* TASK DETAILS *
Revise the records below by replacing every "pick out" with "mark" and leaving everything else unchanged. Omit the pictures from your answer.

Data listing
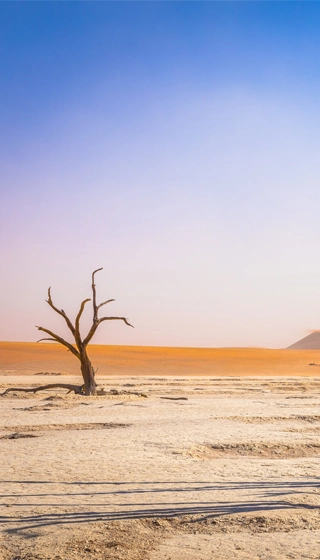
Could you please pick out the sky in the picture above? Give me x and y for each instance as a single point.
(174, 144)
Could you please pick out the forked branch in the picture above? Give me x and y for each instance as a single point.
(60, 312)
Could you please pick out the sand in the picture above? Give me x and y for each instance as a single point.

* ANSWER TO THIS PROBLEM *
Could you please mark the sky in the picture above? Give me x and y for each instance as a single point.
(174, 144)
Could you please mark the forked branch in the picture above? Give me x and y for each instance as a single point.
(60, 312)
Could you please mark the sand in the picture above? Give me x and y for each instance as a single point.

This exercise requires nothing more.